TASK BRIEF :: Count the lines in the entries below that contain the word "wooden" and give only that number.

--- start of SUPPLIED MATERIAL ---

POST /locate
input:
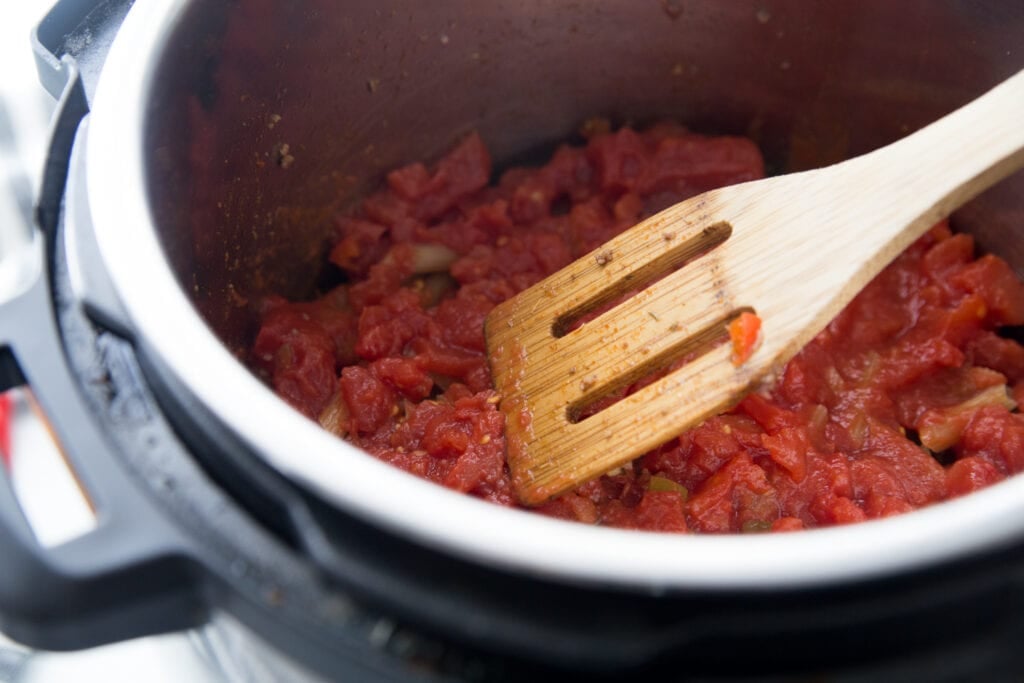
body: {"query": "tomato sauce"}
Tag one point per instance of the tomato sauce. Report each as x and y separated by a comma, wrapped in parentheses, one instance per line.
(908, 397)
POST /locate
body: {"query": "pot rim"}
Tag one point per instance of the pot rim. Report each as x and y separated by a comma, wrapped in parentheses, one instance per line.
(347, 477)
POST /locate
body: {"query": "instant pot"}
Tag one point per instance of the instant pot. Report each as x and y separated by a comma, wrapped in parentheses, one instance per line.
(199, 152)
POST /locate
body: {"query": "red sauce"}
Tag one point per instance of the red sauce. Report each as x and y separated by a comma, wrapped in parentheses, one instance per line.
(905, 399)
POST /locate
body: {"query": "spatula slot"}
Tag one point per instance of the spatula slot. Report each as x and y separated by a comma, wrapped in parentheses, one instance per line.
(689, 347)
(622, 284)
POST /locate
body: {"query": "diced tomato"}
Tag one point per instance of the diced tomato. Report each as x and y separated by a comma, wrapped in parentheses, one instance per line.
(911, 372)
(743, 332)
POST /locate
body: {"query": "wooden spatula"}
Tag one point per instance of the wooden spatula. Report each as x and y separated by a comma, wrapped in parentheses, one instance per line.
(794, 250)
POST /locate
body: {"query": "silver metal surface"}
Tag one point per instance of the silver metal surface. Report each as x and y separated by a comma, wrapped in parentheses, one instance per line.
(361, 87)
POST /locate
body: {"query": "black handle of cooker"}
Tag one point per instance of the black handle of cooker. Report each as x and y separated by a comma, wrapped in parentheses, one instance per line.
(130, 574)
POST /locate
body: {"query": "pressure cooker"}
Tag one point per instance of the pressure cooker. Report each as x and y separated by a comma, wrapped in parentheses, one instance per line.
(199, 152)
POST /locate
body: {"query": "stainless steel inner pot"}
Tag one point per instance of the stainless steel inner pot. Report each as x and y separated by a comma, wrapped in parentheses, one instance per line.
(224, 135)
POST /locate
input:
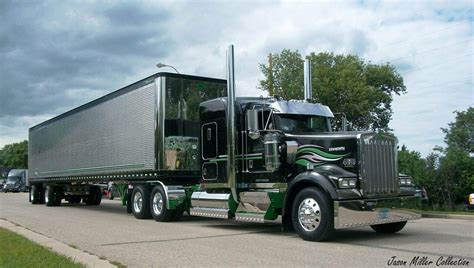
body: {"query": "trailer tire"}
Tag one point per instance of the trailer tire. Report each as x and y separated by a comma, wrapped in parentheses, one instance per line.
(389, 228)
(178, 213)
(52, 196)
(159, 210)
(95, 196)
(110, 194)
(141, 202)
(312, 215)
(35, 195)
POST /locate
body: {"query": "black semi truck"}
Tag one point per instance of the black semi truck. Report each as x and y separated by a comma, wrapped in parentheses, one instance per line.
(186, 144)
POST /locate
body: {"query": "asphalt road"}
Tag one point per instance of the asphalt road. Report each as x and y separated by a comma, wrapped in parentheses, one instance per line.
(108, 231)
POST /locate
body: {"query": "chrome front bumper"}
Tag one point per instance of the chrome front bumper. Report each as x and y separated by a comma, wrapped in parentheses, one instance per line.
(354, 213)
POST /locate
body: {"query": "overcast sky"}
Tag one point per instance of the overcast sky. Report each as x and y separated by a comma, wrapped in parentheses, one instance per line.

--- end of SUPPLIED MATERIAL ---

CORRECT RESULT :: 2